*** Extracted text
The Draft Riot was as much a issue of treatment of the Catholic Irish and their perception of the war being fought to free black people, they had just left Ireland to avoid famine and war and they ended in another war were they were going to be forced to fight. Several black men were lynched, the city burned and troops needed to stop the riot. How Lincoln involvement in this event was more than indirectly needs to be explained, is it because of the war? Mr. Lincoln did not fight the war alone and I hope you know your history to know how it was started in Charleston Harbor right?
This issue of rape is pretty weak as well. Prostitution is not rape- it was widespread and used by Southern women spies to get information on Union troop movements. The threat to place them in jail or run them out of town is clear (the treatment of undesirable women at the time and even now), to rape them is not so clear and need to be explained as well. The repeated use of slave women for sexual pleasure by slave owners is much closer to rape than anything you suggested that Lincoln suggested. Since we are talking movies, while the Scots in the movie Braveheart showed the outrage of the "right of the first night" the slave faced a lifetime of abuse and mistreatment of his wives and daughters. What is your take on this documented practice by some owners - isn't this more what you’re talking about? Are you going to blame Jefferson Davis for these actual rapes for close to 300 years?
Dear Southern Avenger,
I don't worship at the alter of Lincoln (Being Honest About Abe), but what I've been able to understand is that British bankers were more than happy to see the United States divided. What better way to destabilize a continental nation than to divide it and place the very concept of freedom in jeopardy. I am sympathetic to secession in principle, but certainly it would have allowed European intrigues to poison the wells between potential brothers. Fugitive Slave laws would have been inoperable, with its potential for engendering anger and future conflict.. I have heard the argument that slavery would have died a natural death if the south had been allowed to depart in peace. I think you have too high a regard for human nature.
******
*** Extracted entries
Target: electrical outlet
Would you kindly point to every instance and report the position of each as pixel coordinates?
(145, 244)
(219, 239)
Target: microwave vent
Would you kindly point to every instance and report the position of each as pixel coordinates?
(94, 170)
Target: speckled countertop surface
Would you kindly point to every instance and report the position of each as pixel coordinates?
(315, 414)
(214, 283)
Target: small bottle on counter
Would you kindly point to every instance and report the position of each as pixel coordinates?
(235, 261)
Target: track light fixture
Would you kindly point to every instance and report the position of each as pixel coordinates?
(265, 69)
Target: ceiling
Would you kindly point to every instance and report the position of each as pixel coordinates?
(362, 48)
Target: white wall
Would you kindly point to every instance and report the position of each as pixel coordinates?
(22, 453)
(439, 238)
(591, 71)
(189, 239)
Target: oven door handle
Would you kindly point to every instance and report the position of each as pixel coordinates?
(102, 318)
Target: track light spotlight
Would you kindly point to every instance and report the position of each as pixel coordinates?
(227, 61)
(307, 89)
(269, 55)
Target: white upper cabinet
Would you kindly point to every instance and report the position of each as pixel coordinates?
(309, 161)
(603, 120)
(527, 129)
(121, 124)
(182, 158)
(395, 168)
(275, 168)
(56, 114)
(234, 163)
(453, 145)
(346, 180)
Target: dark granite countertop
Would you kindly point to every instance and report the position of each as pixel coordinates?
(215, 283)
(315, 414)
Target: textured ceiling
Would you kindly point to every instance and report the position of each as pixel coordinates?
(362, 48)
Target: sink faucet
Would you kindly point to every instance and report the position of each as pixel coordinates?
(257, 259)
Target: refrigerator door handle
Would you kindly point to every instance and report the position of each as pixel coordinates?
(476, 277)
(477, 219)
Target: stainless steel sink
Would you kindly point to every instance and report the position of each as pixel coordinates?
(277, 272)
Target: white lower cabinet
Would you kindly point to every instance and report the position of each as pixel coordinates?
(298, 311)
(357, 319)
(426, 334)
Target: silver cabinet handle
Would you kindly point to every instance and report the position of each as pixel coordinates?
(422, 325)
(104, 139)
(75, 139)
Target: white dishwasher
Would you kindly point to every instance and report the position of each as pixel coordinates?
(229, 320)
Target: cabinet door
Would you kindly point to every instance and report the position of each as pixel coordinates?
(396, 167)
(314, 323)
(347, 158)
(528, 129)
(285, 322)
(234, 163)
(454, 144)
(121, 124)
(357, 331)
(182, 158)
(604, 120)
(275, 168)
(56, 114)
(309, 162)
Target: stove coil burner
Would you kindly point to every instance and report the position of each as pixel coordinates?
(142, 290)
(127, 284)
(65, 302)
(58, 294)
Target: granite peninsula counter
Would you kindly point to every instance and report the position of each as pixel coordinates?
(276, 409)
******
Short problem 1:
Answer these questions from the Civil War comments:
(a) Where does the text say the war was started?
(b) What information did Southern women spies seek, according to the text?
(c) Who does the text say were happy to see the United States divided?
Short problem 2:
Print the passage from the Civil War comments starting at "This issue of" and ending at "to 300 years?".
These entries come from a separate source.

Correct response 1:
(a) Charleston Harbor
(b) Information on Union troop movements
(c) British bankers

Correct response 2:
This issue of rape is pretty weak as well. Prostitution is not rape- it was widespread and used by Southern women spies to get information on Union troop movements. The threat to place them in jail or run them out of town is clear (the treatment of undesirable women at the time and even now), to rape them is not so clear and need to be explained as well. The repeated use of slave women for sexual pleasure by slave owners is much closer to rape than anything you suggested that Lincoln suggested. Since we are talking movies, while the Scots in the movie Braveheart showed the outrage of the "right of the first night" the slave faced a lifetime of abuse and mistreatment of his wives and daughters. What is your take on this documented practice by some owners - isn't this more what you’re talking about? Are you going to blame Jefferson Davis for these actual rapes for close to 300 years?